*Given information*:
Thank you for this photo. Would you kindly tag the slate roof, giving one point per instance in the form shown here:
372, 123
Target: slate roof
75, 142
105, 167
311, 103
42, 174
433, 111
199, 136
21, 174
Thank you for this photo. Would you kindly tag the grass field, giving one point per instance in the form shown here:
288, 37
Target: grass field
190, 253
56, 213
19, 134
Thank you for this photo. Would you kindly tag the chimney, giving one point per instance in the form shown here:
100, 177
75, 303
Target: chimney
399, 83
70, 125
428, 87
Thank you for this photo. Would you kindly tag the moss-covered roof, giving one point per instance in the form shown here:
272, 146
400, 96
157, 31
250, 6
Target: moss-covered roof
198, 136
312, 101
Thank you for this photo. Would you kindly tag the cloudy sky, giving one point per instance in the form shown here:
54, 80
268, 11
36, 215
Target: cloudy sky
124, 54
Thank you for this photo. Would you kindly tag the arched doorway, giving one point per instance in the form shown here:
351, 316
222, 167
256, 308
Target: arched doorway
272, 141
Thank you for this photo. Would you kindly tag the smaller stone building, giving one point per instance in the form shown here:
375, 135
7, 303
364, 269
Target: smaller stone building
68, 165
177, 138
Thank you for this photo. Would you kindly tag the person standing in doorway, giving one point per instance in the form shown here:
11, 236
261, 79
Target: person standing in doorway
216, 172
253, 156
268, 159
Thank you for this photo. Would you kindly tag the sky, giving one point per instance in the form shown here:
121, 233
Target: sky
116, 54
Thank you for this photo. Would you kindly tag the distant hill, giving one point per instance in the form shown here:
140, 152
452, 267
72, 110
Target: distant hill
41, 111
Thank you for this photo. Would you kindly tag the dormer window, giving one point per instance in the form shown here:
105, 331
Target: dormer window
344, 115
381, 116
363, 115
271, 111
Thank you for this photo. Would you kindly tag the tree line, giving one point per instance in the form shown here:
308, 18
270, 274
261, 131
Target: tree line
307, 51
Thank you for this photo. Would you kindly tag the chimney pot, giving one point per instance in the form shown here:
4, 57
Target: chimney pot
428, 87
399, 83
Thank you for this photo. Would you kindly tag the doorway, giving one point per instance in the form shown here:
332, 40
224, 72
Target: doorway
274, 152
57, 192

*Written instruction*:
Return all of the entries word for word.

*Output for this exercise*:
Thank you for this photo. Would you kindly tag the slate roof, giving one point per instance in the form shown here:
372, 123
Target: slate roof
75, 142
105, 167
311, 103
42, 174
433, 111
199, 136
21, 174
Thank you for this photo. Would you kindly tag the grass field, giving one point per instance in the form shown here:
288, 37
Target: grass field
190, 253
56, 213
19, 134
Thank you for this photo. Would you kindly tag the chimney, giving one point per instance in the form shown here:
100, 177
75, 303
Target: chimney
399, 83
70, 125
428, 87
Thank you for this photo. Would you kindly tag the moss-covered roof, giving one point per instance in the form shown here:
272, 146
400, 96
157, 31
250, 6
Target: moss-covered roof
198, 136
312, 101
Thank you for this photo. Would you kindly tag the cloudy sky, giving one point per instance in the form shown here:
54, 80
268, 11
36, 215
Target: cloudy sky
124, 54
Thank you for this photo. Would you kindly tag the arched doorway, giving one point per instance in the form shown here:
351, 316
222, 167
256, 308
Target: arched doorway
272, 141
Thank you for this photo. Would you kindly tag the smaller stone building, giving one point per instance in the form shown here:
375, 135
7, 303
364, 269
Target: smaller stone building
68, 165
177, 138
Thank you for this photo. Would you kindly tag the person standing in doorway, giving one point per instance in the form shown here:
11, 236
261, 79
Target: person standing in doorway
216, 172
253, 156
268, 159
Thank you for this photo. Would you kindly tag the sky, giving one point per instance in the form shown here:
121, 233
Target: sky
116, 54
Thank you for this photo. Would you kindly tag the distant hill, giving one point per instance in the form shown here:
140, 152
452, 267
72, 110
Target: distant hill
41, 111
Thank you for this photo. Would you kindly tag the dormer window, giving one point per instance in the form shown here:
105, 331
Target: dormer window
344, 115
381, 116
363, 115
271, 111
Thank you for this photo. Would you kindly tag the tree line, giving one point per instance in the form shown here:
308, 18
270, 274
261, 131
Target: tree line
307, 51
Thank you for this photo. Would you kindly tag the chimney pot, giving one point per instance in the form shown here:
4, 57
Target: chimney pot
428, 87
399, 83
Thank you for this photo. Would you kindly tag the doorway, giving one point per instance in the form shown here:
332, 40
224, 72
Target: doorway
274, 152
57, 192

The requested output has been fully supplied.